> **Instrução 1**: Reproduza sem alterações o trecho do texto sobre a criação de gado na Amazônia que começa em "O pecuarista precisava" e vai até "ao desflorestamento ilegal.", inclusive.
> **Instrução 2**: Por favor, dê prosseguimento ao texto sobre a criação de gado na Amazônia a partir do ponto em que ele termina.

==== Fonte

Criador de gado no Médio Solimões há quase 30 anos, Otacílio Soares Brito adotou o sistema de Pastoreio Racional Voisin (PRV). Sua fazenda Ágda tornou-se uma referência para criadores da região. Foto: Amanda Lelis.

Nos anos 90, Otacílio Soares Brito comprou uma área de 100 hectares na Amazônia, no Médio Solimões. Criar gado era um sonho de infância moldado pela falta de leite na região. Brito acomodou as suas 35 cabeças na área e tudo corria bem. Até que, em 2015, o jogo virou. Os animais começaram a morrer e o diagnóstico veio rápido: o pasto estava empobrecido de nutrientes, culpa do tempo e do mau uso do solo, uma situação comum no modelo da pecuária extensiva.

O pecuarista precisava pensar em alternativas – abrir e desmatar novas áreas não fazia parte dos seus planos. Era necessário encontrar uma forma sustentável de criação, que aliasse produtividade e respeito à floresta.

A agropecuária é uma das atividades mais importantes para a economia brasileira, tanto para abastecimento interno quanto pelas exportações. A criação de gado na Amazônia, contudo, está quase sempre atrelada ao desflorestamento ilegal.

Estudos apontam que até 80% do problema são atribuídos ao ciclo que envolve a derrubada de árvores, depois a queima do terreno e a inclusão de bois. Quase tudo ilegal. Áreas ocupadas e já degradadas – empobrecidas e sem serventia para pasto – costumam ser abandonadas e novos terrenos são ocupados. E o ciclo se repete.

========
==== Material exibido

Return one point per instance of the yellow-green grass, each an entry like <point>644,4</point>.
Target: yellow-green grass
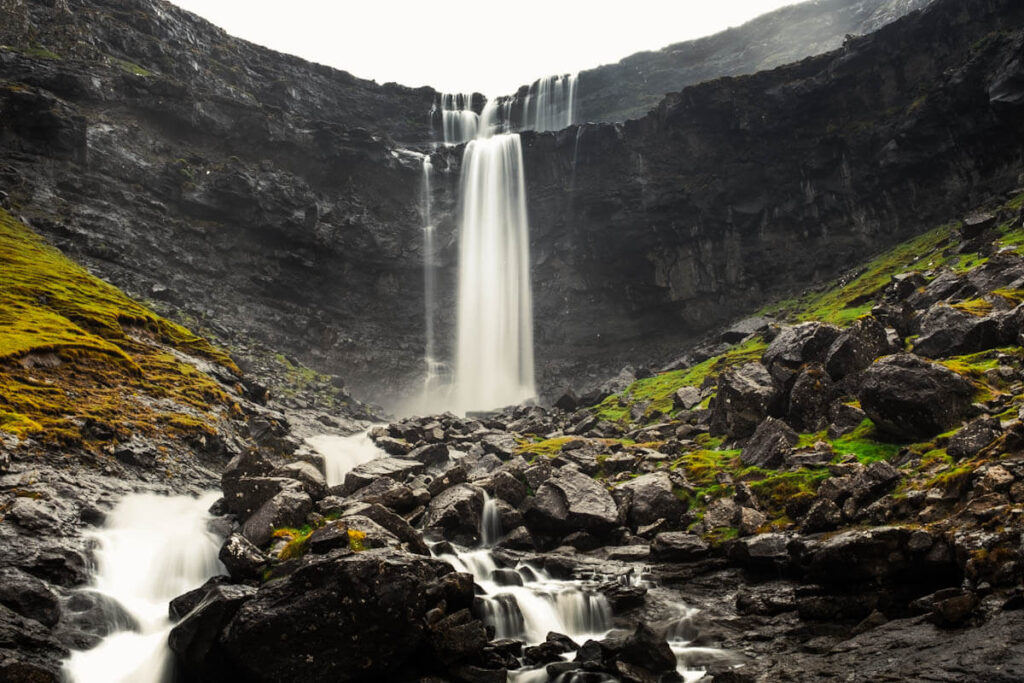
<point>78,357</point>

========

> **Resultado da tarefa 1**:
O pecuarista precisava pensar em alternativas – abrir e desmatar novas áreas não fazia parte dos seus planos. Era necessário encontrar uma forma sustentável de criação, que aliasse produtividade e respeito à floresta.

A agropecuária é uma das atividades mais importantes para a economia brasileira, tanto para abastecimento interno quanto pelas exportações. A criação de gado na Amazônia, contudo, está quase sempre atrelada ao desflorestamento ilegal.

> **Resultado da tarefa 2**:
Não precisa ser sempre assim. “O gado não é o vilão. A forma de produção é que pode ser maléfica ou não”, explica a engenheira agrônoma Jerusa Cariaga, do Instituto de Desenvolvimento Sustentável Mamirauá, uma organização social que utiliza a ciência e a tecnologia a favor da sustentabilidade. Em dezembro de 2019, o Sistema de Alerta do Desmatamento, do Imazon (Instituto do Homem e Meio Ambiente da Amazônia) detectou 227 quilômetros quadrados de desmatamento na Amazônia Legal.

Aproveitar áreas já degradadas e abandonadas é uma das soluções apontadas para a criação de gado na floresta. Um estudo publicado pela revista Science em 2019 mostra que o Brasil tem 50 milhões de hectares nessas condições, uma área imensa que poderia perfeitamente ser regenerada para a agropecuária. Recuperar o pasto: estava aí a chave para Brito. Como fazer, ele não sabia, mas tinha consciência de que seria necessário quebrar paradigmas se quisesse se tornar um criador sustentável.

Os rebanhos brasileiros crescem à medida que a pecuária se firma como atividade fundamental para os números da economia do país. Foto: Leo Lopes.

Maior produtividade, mesmo em áreas menores

Ao pedir ajuda, Brito foi socorrido pelo Instituto Mamirauá, que já estudava implantar a técnica do sistema de Pastoreio Racional Voisin (PRV) junto aos criadores da Reserva de Desenvolvimento Sustentável Amanã, em Tefé, no Amazonas. Ali, as comunidades ribeirinhas criam bois e cultivam vegetais.

No sistema PRV, idealizado pelo pesquisador francês André Voisin, o gado fica confinado em parcelas cercadas para pastar e, depois de consumir aquela pastagem, é movido para a próxima parcela, enquanto o solo e a vegetação da primeira se recuperam. Essa forma de criação dispensa a necessidade de que novas áreas de floresta sejam derrubadas para servir de pasto. Além de rentável, o processo é sustentável e a produtividade é maior, mesmo usando uma área menor.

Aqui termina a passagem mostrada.